═════ Material provided ═════

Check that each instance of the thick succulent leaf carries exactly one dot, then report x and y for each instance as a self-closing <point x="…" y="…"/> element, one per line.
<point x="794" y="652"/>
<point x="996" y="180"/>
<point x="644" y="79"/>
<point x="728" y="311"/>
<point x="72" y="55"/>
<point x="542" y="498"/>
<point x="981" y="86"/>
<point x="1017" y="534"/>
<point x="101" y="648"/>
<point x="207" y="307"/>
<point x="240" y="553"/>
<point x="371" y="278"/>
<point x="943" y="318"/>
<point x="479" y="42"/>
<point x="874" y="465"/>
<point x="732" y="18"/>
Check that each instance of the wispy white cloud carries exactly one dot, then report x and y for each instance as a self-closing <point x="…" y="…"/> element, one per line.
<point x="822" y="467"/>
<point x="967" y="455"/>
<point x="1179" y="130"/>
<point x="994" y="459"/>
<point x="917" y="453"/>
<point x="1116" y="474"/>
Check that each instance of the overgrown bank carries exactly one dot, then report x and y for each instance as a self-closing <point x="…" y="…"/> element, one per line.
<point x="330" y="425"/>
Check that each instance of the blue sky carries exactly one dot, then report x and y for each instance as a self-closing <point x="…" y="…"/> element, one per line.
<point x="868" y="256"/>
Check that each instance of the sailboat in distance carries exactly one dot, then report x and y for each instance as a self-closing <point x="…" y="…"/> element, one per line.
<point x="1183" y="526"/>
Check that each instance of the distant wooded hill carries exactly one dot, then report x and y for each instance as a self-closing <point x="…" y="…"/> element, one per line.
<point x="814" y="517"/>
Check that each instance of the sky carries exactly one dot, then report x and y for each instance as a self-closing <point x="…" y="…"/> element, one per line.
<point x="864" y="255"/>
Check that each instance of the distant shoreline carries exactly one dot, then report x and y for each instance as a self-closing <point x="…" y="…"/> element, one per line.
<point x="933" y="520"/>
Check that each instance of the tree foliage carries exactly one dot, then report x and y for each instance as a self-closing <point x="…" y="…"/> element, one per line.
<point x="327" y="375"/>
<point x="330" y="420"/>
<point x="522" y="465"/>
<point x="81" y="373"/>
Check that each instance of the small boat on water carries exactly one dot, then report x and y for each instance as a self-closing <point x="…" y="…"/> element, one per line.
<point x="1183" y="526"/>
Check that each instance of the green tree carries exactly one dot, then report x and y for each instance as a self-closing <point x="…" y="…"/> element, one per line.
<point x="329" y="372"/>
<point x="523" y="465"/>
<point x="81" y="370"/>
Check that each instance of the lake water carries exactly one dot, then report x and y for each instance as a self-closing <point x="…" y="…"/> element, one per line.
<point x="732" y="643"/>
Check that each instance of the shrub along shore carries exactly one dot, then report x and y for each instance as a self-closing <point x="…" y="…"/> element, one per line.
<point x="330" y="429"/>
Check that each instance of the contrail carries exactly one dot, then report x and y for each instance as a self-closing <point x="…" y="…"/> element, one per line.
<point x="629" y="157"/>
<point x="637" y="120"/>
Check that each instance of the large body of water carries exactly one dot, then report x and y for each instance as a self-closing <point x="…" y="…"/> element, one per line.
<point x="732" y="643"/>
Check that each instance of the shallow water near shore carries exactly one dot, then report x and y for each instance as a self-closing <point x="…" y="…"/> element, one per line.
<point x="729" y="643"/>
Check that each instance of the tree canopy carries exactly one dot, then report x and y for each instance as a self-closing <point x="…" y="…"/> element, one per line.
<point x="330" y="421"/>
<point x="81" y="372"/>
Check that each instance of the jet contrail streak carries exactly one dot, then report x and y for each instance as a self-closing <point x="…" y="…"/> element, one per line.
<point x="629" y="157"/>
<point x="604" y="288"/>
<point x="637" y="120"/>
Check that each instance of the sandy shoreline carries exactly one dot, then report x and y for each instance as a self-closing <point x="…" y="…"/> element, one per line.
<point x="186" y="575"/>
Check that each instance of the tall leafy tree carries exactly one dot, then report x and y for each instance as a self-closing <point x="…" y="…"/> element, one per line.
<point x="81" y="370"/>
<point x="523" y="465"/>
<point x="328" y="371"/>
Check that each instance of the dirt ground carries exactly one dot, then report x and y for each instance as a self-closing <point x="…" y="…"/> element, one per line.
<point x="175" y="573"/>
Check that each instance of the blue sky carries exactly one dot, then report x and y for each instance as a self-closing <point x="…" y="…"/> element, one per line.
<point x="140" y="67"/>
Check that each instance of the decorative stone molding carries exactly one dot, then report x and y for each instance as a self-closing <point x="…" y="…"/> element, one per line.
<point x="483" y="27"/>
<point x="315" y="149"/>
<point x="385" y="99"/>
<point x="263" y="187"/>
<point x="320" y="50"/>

═════

> _Task to complete_
Pull out every line from the one with "Check that each instance of the contrail" to the end of the listing, and output only those.

> _Task output_
Check that each instance of the contrail carries exactly one dot, then report x and y for each instance as a self-closing <point x="…" y="…"/> element, one per line.
<point x="629" y="157"/>
<point x="637" y="120"/>
Check that each instance of the large body of water carries exactly one dot, then report x and y for each instance as a self-closing <point x="…" y="…"/> element, one per line.
<point x="732" y="643"/>
Check that each instance of the shallow water near shore carries exactly one dot, then report x and y for each instance as a self-closing <point x="…" y="…"/> element, one per line.
<point x="729" y="643"/>
Check that each instance of the tree canopy carries exactly one dot, then report x and y for each instance as a self-closing <point x="…" y="…"/> element, one per line.
<point x="330" y="421"/>
<point x="81" y="372"/>
Check that each instance of the jet contrail streak carries exactly one dot, then report x and y for each instance as a self-closing <point x="…" y="…"/> element, one per line.
<point x="629" y="157"/>
<point x="604" y="288"/>
<point x="637" y="120"/>
Check that each instance of the sandy shoreline carries exactly one dot, then report x and y for each instance as a self-closing <point x="…" y="…"/> element, one per line.
<point x="186" y="575"/>
Check that each instance of the tall leafy tree carries exactly one dot, then report x and y for each instance as a self-closing <point x="…" y="…"/> element, one per line.
<point x="81" y="370"/>
<point x="523" y="465"/>
<point x="328" y="371"/>
Check that each instance of the dirt ground carries exactly one dot, then report x and y for each instance as a self-closing <point x="…" y="…"/> element, one per line.
<point x="175" y="573"/>
Check that each instance of the blue sky carries exactly one dot, then report x and y for each instance as a self-closing <point x="…" y="…"/> element, one per line.
<point x="140" y="67"/>
Check that each instance of the decorative stone molding carries exactly one dot, then report x and y for each instance as a self-closing <point x="…" y="…"/> element, one per line.
<point x="483" y="27"/>
<point x="315" y="149"/>
<point x="385" y="99"/>
<point x="263" y="187"/>
<point x="320" y="50"/>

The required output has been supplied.